## RECORDS FOR THIS TASK:

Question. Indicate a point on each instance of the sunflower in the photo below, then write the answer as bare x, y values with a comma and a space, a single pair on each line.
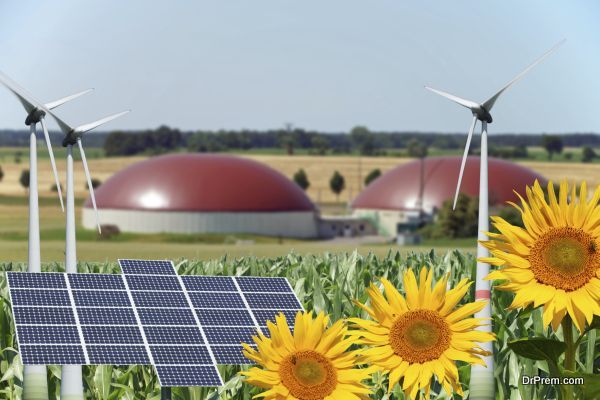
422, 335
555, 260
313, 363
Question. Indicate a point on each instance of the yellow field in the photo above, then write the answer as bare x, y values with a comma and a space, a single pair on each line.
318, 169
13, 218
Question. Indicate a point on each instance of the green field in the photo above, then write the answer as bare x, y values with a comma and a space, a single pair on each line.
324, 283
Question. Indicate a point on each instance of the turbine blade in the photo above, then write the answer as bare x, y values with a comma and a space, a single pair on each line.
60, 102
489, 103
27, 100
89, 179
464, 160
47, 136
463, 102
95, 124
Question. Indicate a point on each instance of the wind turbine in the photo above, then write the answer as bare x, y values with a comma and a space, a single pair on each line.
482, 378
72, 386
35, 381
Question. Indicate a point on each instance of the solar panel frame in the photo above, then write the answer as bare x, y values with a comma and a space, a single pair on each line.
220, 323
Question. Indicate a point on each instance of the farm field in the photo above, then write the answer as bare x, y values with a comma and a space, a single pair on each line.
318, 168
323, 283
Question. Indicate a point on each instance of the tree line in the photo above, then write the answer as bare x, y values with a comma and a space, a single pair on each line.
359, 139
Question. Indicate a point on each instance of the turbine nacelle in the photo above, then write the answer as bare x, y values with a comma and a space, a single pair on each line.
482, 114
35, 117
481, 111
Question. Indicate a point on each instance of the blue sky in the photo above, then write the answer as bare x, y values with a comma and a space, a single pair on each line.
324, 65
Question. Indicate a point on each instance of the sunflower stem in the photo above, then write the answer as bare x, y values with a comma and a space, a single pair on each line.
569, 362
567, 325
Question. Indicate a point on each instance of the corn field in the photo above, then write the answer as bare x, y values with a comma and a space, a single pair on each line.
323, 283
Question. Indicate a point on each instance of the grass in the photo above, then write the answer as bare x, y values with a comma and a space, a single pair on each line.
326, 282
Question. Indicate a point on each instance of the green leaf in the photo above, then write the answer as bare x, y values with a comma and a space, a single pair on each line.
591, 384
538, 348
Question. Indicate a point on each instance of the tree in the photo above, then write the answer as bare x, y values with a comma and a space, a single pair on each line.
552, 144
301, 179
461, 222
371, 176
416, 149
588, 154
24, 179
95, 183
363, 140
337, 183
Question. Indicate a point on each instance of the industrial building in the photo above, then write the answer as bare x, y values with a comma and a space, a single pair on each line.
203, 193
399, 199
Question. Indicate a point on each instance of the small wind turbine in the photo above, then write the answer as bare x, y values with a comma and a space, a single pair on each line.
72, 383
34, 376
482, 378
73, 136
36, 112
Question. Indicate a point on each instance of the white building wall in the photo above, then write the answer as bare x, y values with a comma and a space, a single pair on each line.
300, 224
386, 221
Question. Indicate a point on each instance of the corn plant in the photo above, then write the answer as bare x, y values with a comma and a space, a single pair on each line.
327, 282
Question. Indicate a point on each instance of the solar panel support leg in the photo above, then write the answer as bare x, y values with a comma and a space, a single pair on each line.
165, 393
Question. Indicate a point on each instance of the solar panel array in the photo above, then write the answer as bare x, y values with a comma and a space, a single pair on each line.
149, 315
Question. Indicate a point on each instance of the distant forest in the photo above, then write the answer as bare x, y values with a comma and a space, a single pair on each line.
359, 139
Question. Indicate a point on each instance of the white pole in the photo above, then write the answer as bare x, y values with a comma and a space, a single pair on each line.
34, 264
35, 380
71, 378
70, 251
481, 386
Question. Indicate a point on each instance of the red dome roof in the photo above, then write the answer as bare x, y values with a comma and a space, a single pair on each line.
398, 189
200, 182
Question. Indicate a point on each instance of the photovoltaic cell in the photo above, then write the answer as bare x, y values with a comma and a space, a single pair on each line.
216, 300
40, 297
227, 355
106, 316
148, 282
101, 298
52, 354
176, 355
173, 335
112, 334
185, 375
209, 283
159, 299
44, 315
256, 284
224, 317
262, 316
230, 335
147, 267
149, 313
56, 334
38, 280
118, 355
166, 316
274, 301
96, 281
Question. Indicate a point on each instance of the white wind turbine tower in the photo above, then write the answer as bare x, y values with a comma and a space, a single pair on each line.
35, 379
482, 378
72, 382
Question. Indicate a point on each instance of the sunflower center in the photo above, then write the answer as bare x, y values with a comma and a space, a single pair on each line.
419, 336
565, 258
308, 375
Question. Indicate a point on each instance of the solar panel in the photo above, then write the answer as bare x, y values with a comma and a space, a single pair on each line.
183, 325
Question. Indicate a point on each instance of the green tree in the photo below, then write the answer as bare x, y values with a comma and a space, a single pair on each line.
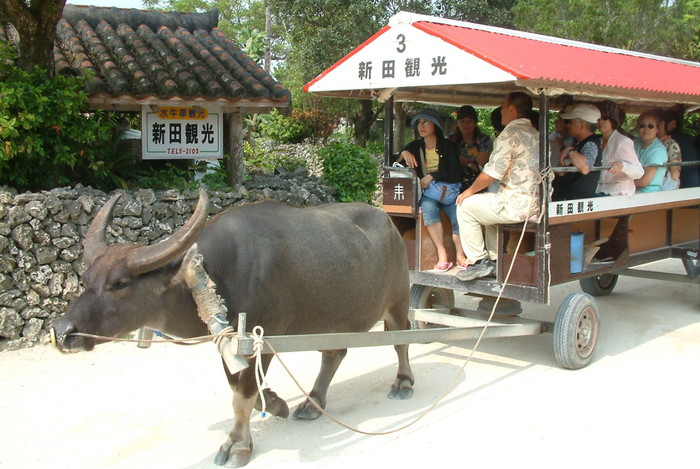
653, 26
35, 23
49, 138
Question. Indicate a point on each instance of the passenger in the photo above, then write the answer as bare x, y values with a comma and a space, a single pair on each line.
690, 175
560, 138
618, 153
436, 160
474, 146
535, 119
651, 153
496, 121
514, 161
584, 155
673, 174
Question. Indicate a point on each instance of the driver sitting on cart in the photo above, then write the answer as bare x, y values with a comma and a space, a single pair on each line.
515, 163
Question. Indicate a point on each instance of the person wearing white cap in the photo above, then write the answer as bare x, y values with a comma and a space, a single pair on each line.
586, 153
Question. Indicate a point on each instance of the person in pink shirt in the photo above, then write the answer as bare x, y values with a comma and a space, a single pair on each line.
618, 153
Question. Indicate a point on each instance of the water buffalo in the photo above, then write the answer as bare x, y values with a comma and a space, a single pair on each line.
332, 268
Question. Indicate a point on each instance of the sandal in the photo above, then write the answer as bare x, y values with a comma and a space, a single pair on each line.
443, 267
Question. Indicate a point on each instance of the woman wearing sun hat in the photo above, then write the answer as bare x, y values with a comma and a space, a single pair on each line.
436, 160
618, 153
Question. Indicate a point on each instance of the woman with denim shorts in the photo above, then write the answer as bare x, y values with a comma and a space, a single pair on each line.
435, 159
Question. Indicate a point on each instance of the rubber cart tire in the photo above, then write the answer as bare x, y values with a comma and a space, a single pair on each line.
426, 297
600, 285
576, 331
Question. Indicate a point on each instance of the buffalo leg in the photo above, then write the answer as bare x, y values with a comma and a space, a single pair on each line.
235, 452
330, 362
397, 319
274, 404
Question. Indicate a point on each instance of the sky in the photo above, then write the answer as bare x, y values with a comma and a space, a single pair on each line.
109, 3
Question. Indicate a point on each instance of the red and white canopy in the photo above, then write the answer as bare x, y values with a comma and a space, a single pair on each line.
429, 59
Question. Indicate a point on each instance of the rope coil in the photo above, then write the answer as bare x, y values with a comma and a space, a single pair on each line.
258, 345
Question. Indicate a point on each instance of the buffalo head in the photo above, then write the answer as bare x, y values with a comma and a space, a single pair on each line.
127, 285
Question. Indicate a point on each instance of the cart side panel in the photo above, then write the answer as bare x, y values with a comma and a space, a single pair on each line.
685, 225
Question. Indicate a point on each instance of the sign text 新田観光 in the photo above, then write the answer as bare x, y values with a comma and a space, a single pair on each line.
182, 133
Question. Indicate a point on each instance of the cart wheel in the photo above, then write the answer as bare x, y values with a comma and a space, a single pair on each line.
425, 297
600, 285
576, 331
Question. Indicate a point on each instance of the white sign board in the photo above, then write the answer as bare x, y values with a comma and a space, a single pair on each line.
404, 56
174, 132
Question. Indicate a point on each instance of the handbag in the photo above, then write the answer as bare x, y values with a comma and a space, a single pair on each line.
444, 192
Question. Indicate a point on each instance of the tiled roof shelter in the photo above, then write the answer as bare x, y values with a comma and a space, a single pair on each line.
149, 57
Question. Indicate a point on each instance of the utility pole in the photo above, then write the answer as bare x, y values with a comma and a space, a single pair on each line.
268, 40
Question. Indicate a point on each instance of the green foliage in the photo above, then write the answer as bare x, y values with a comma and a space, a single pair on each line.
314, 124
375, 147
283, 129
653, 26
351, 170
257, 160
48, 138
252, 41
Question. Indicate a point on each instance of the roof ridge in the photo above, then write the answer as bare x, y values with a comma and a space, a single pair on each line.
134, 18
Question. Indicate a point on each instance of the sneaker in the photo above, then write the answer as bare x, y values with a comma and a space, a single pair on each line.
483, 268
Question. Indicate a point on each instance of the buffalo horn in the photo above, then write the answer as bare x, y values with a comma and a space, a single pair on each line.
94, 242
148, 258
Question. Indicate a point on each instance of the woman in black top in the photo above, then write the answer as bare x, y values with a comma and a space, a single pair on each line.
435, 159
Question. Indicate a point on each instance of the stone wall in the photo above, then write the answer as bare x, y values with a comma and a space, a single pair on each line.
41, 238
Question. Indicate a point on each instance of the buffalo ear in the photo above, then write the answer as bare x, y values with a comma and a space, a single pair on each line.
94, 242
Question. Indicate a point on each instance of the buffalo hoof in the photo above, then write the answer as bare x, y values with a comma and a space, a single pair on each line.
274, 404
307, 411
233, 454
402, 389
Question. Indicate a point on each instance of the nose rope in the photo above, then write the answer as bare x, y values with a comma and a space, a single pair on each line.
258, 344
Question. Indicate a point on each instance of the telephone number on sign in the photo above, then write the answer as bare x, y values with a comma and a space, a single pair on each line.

## EXERCISE DETAILS:
Write out again, exactly, the lines from the one holding "Question. Indicate a point on each instance of the buffalo hoof" through the end of the listing, with both ends included.

## FINISHED ANSWER:
Question. Indicate a point on each instance of the buffalo hoof in the photo above, then write the answer as bare x, y values with a comma and a space, a single pair on each line.
274, 404
307, 411
233, 454
402, 389
Question. Indicate a point on each instance of the nose rope in the photo above, then write the answer as bare x, y values with a comma and a space, a single pair on each line.
258, 344
Question. Indicate a point on each instance of the telephone number on sign in the photo above, then write the answer as bare x, y values with a comma and a space, a single pair on each line.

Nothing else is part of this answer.